◆ The request ◆
Please present the material as a numbered list, starting with the line that contains "target | woman's right hand" and going on through the line that contains "(1091, 195)", with blank lines left out.

◆ Dataset rows ◆
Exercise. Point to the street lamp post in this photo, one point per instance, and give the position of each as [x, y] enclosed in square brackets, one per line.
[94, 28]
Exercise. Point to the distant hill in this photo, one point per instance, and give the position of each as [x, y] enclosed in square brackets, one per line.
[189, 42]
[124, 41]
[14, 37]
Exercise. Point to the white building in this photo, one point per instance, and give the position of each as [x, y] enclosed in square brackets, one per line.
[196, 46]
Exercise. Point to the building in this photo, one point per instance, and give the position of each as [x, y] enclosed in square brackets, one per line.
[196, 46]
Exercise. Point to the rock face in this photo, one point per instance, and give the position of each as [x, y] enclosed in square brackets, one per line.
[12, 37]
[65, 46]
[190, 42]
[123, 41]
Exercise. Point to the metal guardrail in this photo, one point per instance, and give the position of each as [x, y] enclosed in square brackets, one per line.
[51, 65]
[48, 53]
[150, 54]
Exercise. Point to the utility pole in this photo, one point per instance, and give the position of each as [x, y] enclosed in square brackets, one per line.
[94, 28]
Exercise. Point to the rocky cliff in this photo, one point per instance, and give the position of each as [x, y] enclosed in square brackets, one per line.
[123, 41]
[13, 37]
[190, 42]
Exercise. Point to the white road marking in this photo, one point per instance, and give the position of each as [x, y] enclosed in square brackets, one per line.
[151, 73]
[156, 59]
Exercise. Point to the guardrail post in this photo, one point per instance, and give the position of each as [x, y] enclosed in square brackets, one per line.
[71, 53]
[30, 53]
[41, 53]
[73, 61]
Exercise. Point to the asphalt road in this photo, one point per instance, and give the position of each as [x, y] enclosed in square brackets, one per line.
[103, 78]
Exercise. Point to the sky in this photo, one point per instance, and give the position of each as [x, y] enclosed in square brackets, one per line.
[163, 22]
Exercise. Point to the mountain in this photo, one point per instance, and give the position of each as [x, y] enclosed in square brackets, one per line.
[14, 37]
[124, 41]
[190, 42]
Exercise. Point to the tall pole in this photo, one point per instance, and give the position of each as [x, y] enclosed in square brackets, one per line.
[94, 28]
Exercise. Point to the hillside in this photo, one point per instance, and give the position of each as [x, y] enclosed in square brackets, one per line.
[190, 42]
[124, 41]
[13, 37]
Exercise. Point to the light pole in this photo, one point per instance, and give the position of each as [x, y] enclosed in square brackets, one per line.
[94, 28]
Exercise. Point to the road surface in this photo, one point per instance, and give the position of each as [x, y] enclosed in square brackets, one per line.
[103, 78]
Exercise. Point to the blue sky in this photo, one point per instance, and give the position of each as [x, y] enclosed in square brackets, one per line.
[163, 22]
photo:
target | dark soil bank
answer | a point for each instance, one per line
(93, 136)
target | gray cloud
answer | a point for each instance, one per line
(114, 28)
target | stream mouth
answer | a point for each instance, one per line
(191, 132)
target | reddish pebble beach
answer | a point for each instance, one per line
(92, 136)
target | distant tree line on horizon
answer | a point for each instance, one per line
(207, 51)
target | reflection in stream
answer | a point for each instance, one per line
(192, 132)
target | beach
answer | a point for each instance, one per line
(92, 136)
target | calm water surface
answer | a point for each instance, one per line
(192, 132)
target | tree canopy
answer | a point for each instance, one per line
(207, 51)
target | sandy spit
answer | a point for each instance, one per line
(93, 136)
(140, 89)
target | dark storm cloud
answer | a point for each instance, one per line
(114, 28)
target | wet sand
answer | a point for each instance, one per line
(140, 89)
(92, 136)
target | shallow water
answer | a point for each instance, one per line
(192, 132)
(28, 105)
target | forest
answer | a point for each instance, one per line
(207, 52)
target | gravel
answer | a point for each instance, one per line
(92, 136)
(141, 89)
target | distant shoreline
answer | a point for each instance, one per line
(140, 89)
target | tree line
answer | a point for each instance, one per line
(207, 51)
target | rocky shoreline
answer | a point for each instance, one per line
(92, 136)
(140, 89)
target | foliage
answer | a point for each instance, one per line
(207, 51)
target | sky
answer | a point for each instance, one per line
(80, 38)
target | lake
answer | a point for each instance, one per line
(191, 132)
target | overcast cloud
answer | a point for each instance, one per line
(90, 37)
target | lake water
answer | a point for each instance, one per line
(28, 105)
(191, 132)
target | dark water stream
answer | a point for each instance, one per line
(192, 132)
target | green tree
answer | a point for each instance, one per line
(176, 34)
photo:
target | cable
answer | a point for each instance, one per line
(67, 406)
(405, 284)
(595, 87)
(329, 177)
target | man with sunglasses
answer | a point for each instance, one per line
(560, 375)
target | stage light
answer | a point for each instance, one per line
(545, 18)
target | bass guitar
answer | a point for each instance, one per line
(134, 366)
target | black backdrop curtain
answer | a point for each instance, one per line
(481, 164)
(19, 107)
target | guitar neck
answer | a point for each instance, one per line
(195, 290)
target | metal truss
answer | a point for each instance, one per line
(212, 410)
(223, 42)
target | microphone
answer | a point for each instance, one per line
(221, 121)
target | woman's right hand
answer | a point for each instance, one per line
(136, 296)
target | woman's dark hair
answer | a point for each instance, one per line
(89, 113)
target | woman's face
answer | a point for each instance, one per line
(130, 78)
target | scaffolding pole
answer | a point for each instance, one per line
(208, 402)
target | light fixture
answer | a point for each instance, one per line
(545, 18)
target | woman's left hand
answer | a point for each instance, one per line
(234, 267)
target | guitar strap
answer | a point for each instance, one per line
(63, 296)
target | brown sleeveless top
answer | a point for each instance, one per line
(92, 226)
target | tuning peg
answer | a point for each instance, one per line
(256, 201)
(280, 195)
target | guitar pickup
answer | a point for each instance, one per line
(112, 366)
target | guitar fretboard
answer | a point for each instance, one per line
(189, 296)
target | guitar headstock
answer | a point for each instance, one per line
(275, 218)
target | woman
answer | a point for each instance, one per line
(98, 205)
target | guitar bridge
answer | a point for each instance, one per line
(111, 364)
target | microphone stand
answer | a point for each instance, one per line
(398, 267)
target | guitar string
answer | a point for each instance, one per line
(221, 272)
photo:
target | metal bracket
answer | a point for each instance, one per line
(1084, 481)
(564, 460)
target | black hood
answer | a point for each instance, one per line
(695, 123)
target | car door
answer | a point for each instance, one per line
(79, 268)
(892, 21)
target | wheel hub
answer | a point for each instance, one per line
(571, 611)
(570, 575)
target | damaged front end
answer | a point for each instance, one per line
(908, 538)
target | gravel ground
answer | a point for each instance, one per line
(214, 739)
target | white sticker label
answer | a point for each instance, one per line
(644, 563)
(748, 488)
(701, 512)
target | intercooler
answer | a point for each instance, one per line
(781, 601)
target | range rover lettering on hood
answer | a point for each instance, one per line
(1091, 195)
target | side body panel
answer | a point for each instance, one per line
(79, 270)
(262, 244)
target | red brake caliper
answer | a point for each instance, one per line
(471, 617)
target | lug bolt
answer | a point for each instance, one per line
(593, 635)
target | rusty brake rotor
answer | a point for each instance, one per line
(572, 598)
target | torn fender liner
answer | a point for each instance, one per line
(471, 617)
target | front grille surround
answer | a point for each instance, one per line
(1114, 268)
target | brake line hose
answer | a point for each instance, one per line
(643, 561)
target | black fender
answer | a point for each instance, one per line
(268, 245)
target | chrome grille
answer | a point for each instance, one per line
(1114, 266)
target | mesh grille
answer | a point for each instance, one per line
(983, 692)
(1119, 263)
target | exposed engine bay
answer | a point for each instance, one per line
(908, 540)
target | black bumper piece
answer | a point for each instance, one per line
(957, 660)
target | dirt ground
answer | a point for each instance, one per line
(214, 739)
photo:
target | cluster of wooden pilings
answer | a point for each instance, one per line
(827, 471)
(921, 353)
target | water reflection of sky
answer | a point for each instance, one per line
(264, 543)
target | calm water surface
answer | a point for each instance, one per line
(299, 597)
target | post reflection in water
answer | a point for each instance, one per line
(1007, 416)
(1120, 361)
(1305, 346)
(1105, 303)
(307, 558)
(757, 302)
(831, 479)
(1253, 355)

◆ Reply to the task ◆
1. target | woman's right hand
2. answer | a point for each instance, one per line
3. (136, 296)
4. target | woman's dark hair
5. answer | a point for each instance, one per line
6. (89, 113)
7. target | woman's face
8. answer | a point for each instance, one per line
9. (130, 78)
10. target | scaffolding pole
11. answer | a point for each instance, one per line
12. (208, 402)
13. target | light fixture
14. answer | a point for each instance, one per line
15. (545, 18)
16. target | woman's left hand
17. answer | a point for each instance, one per line
18. (234, 267)
19. target | guitar strap
20. answer | a point for each instance, one per line
21. (63, 296)
22. target | brown sleeveless top
23. answer | a point for each instance, one per line
24. (92, 226)
25. target | tuning peg
26. answer | a point for each instance, one per line
27. (256, 201)
28. (280, 195)
29. target | guitar pickup
30. answer | a point for each instance, one per line
31. (112, 366)
32. target | guitar fretboard
33. answer | a point for each instance, one per line
34. (189, 296)
35. target | guitar headstock
36. answer | a point for each instance, one per line
37. (275, 218)
38. target | woman
39. answer | a point for each instance, one per line
40. (98, 205)
41. target | guitar bridge
42. answer | a point for each instance, one per line
43. (111, 364)
44. target | microphone stand
45. answer | a point for each instance, one per line
46. (398, 267)
47. target | guitar string
48. answer | a point for each instance, one per line
49. (221, 272)
50. photo:
51. target | metal bracket
52. answer | a point for each instance, one per line
53. (1084, 481)
54. (564, 460)
55. target | black hood
56. answer | a point for each instance, one per line
57. (695, 123)
58. target | car door
59. answer | a point for each instance, one per line
60. (79, 268)
61. (892, 21)
62. target | wheel hub
63. answer | a point for each instance, one per line
64. (571, 611)
65. (570, 575)
66. target | damaged front end
67. answer | a point for each instance, one per line
68. (908, 538)
69. target | gravel ground
70. answer | a point for each instance, one per line
71. (214, 739)
72. target | white sticker label
73. answer | a point for each instance, one per line
74. (644, 563)
75. (748, 488)
76. (701, 512)
77. target | intercooler
78. answer | a point for each instance, one per line
79. (781, 601)
80. target | range rover lettering on hood
81. answer | a point for each instance, one per line
82. (1091, 195)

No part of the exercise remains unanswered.